=== Section Start ===

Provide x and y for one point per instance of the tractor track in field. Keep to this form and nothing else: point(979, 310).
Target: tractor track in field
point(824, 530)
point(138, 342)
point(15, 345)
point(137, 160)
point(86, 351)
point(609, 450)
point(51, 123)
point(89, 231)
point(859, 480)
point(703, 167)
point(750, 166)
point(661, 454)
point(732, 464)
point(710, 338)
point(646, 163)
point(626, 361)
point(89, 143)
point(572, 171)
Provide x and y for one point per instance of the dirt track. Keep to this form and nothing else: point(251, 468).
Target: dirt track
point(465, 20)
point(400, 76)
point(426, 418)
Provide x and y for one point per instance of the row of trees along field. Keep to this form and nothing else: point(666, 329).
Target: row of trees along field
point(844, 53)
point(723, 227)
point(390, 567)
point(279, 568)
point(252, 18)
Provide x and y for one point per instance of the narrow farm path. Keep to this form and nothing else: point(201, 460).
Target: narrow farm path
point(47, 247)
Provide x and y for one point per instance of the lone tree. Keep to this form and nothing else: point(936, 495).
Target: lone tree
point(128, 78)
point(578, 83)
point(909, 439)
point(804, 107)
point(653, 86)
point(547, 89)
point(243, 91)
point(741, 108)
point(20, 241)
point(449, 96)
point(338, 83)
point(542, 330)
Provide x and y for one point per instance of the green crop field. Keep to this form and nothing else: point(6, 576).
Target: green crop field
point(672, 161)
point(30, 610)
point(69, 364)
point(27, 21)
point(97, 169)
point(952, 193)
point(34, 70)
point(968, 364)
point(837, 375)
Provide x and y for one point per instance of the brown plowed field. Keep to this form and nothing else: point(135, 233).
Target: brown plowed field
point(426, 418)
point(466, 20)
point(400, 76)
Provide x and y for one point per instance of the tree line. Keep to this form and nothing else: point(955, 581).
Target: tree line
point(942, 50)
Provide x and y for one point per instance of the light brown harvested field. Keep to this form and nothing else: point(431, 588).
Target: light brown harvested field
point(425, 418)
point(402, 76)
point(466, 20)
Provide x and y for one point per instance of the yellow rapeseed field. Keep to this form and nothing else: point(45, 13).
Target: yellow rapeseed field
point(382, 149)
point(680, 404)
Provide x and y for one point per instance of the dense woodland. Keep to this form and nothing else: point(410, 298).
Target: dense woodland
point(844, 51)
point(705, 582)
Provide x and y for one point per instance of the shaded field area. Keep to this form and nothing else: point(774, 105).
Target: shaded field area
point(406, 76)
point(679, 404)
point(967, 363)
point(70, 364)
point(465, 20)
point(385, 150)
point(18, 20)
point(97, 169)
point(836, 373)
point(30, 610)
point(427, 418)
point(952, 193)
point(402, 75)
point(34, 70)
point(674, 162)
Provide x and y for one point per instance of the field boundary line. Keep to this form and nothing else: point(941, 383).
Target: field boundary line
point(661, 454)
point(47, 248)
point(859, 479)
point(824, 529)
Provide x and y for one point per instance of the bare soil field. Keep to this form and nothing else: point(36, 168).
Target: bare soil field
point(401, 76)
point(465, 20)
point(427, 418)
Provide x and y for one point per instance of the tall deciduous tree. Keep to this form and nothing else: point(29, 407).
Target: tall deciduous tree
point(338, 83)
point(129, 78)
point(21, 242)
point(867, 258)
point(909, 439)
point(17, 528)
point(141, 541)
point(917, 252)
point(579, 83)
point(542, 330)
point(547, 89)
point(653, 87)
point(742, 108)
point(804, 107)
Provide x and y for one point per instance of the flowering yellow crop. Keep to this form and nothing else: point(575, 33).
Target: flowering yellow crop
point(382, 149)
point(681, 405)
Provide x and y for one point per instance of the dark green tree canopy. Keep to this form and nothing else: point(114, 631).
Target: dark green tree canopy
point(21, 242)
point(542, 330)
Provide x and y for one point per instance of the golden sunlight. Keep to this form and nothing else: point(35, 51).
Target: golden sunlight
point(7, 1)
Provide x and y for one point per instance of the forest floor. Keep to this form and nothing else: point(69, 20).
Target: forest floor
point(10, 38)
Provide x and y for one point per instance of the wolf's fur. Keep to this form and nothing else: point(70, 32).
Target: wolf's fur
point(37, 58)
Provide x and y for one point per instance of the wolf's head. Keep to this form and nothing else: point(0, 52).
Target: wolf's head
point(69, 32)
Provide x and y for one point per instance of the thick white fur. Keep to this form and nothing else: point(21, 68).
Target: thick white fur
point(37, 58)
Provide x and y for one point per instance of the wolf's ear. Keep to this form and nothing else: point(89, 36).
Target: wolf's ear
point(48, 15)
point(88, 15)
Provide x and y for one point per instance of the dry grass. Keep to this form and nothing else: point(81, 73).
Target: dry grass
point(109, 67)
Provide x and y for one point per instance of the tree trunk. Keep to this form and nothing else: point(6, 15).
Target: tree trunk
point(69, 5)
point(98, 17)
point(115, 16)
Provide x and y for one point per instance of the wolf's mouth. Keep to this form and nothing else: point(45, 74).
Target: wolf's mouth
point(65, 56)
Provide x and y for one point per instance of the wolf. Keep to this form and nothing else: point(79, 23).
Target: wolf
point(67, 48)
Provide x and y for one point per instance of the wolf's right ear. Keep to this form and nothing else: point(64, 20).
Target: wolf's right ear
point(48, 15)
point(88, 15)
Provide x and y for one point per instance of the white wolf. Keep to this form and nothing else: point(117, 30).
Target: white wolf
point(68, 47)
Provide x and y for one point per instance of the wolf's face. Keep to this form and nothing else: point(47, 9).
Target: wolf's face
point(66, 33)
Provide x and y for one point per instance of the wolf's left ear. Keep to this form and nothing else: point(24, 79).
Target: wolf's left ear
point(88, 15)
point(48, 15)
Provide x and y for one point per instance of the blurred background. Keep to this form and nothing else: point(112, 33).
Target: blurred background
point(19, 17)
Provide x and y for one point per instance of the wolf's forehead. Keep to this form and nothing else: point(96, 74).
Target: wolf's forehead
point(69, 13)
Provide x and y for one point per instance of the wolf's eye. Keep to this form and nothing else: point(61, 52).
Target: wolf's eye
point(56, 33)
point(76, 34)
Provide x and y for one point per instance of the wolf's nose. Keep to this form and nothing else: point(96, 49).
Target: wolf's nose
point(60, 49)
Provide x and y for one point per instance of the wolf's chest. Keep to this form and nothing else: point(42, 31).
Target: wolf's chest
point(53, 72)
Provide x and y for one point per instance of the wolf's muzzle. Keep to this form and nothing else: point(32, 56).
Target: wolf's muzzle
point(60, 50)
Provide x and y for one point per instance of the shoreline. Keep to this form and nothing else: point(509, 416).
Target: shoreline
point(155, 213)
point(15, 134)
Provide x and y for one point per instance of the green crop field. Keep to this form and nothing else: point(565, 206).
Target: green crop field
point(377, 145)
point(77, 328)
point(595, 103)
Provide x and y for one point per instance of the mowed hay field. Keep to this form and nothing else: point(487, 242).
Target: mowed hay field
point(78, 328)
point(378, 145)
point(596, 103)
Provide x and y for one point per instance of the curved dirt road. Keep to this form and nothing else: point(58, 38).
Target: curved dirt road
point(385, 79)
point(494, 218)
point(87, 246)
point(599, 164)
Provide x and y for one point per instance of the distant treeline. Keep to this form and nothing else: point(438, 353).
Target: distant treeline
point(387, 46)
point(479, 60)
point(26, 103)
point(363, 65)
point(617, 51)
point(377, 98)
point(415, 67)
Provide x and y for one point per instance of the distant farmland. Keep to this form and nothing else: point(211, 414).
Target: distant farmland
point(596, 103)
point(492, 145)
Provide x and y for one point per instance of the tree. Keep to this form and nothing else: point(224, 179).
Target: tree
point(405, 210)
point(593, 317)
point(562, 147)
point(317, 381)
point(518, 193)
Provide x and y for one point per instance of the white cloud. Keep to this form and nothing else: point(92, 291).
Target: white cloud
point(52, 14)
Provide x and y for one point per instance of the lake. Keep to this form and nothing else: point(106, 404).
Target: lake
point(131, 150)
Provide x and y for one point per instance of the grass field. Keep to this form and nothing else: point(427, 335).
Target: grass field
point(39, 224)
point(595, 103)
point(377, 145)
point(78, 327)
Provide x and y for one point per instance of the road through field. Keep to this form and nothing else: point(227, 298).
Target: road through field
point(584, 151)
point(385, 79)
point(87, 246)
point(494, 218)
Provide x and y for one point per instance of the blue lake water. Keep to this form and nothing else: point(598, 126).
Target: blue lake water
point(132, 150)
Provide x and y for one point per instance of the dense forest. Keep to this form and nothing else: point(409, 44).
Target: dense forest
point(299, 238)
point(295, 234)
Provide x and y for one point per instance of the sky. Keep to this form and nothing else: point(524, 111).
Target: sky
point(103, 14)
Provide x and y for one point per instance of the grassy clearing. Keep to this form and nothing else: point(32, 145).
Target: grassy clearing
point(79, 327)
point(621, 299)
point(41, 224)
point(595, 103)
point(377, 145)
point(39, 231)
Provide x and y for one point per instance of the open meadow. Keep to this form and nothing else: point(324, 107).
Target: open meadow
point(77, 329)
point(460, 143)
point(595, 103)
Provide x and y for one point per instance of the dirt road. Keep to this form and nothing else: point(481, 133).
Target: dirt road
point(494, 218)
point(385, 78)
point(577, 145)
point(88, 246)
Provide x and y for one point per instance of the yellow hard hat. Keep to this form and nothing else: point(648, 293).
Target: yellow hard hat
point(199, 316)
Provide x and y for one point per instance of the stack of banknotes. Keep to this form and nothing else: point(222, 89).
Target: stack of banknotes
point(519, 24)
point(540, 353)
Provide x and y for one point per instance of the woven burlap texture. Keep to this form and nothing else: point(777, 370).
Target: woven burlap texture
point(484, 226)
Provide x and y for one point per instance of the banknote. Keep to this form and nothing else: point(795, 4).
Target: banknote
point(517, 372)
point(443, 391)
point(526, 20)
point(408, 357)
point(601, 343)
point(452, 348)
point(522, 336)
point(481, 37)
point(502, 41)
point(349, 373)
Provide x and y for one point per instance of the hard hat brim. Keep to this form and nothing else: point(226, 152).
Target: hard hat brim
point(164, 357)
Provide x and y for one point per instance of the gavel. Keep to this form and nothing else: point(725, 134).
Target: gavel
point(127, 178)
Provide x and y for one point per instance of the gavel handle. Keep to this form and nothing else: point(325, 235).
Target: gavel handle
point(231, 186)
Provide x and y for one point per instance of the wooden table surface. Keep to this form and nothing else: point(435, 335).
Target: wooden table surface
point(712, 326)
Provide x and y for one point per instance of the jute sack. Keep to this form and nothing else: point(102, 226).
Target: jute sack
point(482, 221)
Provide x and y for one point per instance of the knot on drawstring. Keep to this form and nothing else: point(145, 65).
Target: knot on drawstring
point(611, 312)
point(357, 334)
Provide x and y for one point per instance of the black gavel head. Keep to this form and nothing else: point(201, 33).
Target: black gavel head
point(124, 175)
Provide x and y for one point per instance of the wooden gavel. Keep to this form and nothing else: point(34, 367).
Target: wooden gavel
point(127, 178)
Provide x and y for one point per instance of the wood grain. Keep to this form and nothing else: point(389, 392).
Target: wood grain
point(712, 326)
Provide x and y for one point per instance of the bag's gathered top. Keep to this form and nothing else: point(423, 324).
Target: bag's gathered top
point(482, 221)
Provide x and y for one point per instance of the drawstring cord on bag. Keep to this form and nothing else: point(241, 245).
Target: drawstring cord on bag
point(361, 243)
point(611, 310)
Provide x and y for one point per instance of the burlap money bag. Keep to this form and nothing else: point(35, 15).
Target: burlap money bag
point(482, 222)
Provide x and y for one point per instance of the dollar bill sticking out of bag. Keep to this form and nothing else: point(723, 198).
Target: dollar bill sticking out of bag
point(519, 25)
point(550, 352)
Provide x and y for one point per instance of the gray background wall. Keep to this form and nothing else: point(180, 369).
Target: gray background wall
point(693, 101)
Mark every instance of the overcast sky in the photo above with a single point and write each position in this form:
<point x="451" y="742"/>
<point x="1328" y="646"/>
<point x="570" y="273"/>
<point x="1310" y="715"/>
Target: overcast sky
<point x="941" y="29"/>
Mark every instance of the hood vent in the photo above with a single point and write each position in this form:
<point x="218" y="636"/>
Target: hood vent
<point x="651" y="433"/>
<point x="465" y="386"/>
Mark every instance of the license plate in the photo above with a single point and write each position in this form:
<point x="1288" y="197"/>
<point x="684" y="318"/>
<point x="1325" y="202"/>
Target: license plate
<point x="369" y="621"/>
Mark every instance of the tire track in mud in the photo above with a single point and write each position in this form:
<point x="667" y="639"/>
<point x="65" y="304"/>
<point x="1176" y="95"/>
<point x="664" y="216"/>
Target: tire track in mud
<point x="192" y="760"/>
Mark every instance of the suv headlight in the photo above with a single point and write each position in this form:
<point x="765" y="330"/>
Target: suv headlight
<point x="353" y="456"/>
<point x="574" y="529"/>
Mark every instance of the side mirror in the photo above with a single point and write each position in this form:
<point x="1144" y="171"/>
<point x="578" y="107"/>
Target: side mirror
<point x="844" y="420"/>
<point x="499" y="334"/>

=== Section End ===

▶ _Task_
Across the listing above, report every line where "write" occurs.

▶ _Answer to this task_
Mark every instance of the overcast sky in the photo above with a single point and write each position in this form:
Mark every instance of the hood vent in the photo above with a single point and write each position in this form:
Mark every instance of the license plate in the photo above with a single point and write each position in this form:
Mark every instance of the tire track in mud in the photo above with a single point and write each position in this form:
Mark every instance of the suv headlight in the photo above with a single point and write each position in this form:
Mark every instance of the side mirror in the photo above with a single point and write each position in this form:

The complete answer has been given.